Saved entries:
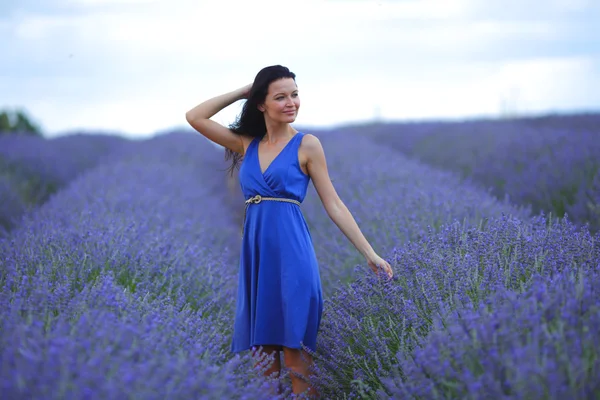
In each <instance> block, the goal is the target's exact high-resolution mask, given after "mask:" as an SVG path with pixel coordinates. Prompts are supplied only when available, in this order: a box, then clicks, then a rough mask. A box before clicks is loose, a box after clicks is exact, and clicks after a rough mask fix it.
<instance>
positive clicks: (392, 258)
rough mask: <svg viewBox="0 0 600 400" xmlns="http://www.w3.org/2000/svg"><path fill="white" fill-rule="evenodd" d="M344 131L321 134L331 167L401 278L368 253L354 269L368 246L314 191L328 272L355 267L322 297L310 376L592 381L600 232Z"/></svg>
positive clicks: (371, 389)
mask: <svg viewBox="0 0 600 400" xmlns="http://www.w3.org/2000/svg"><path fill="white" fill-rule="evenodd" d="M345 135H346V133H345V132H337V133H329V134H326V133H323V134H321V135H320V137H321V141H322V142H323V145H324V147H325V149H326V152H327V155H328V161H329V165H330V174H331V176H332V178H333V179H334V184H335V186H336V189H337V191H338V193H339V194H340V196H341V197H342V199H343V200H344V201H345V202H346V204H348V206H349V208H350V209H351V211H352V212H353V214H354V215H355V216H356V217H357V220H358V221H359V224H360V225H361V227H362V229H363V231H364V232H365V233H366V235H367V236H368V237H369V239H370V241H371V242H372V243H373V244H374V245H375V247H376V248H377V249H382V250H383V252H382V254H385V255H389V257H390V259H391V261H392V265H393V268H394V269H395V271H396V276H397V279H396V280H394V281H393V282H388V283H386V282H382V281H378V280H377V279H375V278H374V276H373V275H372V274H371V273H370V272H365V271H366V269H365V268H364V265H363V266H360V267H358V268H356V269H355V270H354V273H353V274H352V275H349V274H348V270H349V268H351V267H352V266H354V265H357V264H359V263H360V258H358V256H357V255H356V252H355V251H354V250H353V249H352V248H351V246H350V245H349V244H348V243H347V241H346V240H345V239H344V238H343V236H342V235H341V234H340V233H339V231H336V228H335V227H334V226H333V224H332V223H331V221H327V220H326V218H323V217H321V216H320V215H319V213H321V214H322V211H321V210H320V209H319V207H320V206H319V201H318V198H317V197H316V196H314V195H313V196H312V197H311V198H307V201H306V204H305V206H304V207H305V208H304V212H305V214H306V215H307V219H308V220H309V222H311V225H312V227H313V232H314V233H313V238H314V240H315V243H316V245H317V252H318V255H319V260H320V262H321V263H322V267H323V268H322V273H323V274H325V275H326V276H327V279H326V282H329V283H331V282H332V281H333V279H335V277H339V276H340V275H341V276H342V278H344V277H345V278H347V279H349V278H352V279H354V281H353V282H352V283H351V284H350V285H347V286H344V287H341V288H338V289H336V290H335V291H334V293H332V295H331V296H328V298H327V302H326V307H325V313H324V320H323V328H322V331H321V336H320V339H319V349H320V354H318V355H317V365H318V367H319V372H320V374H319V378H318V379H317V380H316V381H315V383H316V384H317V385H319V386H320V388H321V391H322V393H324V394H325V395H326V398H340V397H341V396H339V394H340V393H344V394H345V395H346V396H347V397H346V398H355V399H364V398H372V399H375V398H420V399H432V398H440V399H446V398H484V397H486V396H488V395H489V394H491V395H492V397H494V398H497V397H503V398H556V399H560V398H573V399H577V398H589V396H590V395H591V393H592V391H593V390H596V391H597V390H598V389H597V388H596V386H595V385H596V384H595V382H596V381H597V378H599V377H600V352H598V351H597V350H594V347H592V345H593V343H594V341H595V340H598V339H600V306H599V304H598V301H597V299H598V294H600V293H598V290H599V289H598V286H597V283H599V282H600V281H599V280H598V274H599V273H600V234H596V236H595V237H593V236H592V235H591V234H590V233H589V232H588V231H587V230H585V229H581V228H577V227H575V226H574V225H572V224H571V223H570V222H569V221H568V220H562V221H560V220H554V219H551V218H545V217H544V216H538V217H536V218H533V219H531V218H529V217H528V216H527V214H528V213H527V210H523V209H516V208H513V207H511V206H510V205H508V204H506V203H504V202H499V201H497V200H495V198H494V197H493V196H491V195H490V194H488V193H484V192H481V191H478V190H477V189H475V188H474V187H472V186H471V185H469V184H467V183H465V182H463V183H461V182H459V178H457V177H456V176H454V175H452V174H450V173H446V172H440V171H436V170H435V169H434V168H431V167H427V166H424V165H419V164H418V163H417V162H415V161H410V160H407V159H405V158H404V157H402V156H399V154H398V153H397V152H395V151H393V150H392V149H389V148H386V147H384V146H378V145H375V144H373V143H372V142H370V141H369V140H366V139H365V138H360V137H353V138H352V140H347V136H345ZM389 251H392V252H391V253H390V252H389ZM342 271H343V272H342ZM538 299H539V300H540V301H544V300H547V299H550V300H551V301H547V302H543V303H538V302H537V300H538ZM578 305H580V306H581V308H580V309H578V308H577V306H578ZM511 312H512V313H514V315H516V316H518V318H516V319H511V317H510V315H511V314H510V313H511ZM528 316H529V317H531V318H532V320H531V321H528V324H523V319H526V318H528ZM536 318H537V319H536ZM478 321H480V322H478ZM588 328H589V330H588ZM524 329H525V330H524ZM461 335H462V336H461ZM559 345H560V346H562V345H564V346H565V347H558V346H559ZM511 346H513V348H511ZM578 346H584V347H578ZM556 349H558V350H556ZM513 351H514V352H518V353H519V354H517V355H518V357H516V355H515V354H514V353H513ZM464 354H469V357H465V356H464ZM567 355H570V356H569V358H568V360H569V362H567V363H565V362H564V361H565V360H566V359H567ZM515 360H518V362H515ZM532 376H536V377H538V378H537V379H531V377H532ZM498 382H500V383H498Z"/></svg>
==
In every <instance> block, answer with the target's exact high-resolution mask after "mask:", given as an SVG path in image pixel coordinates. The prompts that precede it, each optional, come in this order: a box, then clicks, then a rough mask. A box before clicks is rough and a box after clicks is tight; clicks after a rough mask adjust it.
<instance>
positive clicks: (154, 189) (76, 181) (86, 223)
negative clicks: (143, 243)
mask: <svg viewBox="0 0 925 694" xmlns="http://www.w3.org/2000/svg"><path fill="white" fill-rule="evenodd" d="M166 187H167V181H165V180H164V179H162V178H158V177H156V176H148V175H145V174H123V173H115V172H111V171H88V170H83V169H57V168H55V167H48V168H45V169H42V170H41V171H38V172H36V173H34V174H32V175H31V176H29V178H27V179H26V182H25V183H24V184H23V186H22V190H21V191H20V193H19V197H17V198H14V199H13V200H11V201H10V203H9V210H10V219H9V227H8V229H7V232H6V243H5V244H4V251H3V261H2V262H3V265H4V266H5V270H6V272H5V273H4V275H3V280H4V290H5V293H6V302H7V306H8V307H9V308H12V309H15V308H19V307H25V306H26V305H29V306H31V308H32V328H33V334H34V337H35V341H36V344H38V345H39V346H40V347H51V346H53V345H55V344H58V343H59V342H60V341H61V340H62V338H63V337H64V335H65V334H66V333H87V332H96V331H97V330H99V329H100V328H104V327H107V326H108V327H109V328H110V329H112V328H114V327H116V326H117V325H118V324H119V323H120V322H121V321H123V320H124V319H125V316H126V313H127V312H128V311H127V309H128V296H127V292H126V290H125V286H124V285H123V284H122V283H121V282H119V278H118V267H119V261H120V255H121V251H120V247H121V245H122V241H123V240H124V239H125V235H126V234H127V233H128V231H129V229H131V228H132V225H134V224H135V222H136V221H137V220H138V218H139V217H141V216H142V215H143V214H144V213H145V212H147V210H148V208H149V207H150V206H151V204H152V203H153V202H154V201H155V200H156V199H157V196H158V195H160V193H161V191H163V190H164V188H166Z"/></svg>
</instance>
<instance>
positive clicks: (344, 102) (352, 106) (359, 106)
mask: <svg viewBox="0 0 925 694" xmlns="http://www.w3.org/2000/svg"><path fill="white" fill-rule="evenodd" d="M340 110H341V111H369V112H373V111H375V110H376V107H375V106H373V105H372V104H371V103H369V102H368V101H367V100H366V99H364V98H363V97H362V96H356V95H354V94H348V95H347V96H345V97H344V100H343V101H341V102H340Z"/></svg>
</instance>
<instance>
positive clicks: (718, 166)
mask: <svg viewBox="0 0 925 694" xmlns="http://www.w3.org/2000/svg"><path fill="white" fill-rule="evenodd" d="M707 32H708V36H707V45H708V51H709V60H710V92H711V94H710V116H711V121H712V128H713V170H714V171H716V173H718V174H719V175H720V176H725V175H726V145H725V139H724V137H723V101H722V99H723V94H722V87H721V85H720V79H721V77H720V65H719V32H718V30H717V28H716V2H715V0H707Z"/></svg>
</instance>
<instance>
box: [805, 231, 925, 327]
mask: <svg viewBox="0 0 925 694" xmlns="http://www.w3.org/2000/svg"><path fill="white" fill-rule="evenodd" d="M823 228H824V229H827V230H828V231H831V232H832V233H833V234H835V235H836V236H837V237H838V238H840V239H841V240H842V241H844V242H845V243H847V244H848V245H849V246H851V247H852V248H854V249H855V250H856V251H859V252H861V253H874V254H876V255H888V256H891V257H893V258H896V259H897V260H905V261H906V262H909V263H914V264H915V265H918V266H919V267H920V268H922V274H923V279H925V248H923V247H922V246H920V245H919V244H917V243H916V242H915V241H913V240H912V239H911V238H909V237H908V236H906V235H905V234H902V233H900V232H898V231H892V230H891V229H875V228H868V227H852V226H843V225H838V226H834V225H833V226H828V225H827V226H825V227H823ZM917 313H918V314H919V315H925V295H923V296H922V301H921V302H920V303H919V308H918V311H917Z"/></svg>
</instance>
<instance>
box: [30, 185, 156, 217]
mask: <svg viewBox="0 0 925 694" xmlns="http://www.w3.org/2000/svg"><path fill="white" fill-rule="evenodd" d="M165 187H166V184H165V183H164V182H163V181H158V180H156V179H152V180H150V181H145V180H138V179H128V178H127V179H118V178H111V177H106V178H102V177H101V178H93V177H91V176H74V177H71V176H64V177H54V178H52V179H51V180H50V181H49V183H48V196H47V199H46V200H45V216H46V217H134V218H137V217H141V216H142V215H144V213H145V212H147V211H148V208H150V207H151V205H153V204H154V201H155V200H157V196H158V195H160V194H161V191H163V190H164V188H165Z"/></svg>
...
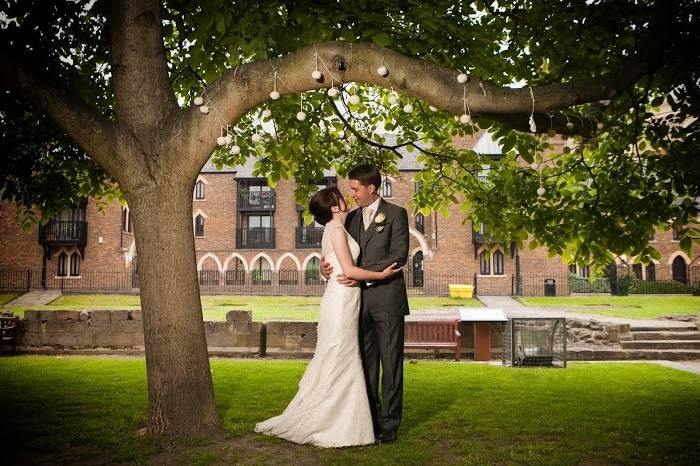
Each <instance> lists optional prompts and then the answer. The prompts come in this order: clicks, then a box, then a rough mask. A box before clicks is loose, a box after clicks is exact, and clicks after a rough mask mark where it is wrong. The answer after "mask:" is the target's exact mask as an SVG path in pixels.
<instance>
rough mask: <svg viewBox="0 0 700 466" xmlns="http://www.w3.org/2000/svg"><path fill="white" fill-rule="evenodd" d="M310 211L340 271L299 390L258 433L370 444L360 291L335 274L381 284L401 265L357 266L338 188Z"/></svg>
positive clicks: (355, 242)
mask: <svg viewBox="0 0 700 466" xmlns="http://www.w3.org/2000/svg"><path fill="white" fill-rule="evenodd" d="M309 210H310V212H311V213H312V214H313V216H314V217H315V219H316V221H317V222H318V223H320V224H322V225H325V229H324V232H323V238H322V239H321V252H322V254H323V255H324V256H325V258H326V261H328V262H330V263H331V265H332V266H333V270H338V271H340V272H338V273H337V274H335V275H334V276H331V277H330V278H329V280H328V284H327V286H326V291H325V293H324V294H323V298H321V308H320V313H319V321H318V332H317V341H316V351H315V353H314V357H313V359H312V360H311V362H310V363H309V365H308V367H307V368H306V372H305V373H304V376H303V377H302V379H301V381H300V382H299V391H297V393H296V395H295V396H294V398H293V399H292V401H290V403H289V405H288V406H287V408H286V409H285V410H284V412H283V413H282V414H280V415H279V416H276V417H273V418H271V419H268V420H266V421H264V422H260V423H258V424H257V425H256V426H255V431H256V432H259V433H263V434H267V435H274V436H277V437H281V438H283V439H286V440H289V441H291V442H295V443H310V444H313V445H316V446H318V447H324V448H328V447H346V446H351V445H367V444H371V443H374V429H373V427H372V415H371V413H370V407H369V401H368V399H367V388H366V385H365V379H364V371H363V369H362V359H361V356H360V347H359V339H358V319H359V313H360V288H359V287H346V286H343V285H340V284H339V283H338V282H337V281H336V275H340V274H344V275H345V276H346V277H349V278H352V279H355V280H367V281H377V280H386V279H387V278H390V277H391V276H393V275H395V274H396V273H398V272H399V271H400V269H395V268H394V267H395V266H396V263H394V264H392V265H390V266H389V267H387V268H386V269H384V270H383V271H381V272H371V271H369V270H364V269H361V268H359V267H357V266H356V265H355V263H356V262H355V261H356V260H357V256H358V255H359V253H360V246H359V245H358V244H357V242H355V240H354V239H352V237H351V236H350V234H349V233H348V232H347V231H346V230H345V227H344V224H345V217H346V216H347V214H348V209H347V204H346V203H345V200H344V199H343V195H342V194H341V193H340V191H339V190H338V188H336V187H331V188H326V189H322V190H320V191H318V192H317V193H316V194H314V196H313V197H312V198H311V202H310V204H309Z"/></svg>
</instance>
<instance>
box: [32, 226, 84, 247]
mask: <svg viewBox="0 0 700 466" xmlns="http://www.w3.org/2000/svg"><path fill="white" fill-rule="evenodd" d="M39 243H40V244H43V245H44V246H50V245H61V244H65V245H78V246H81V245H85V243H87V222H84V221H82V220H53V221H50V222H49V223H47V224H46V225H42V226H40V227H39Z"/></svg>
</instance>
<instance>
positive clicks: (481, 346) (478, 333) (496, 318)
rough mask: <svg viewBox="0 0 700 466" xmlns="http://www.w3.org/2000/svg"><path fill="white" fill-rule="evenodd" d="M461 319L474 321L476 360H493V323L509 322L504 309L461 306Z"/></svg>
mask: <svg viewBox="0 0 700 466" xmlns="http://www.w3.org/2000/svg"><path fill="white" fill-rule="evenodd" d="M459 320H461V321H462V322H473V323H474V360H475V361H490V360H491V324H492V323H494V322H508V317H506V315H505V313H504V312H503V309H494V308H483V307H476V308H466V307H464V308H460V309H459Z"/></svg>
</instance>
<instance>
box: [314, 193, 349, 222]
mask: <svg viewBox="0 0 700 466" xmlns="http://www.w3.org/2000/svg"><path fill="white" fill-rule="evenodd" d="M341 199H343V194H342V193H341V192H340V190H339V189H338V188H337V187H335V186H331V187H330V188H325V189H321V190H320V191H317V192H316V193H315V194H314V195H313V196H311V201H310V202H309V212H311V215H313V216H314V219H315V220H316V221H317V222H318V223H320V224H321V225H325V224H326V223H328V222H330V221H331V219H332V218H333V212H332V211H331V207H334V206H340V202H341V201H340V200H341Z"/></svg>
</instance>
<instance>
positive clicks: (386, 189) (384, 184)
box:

» Aim of the task
Give back one number only: the count of lines in the entries that hold the string "with".

» Result
2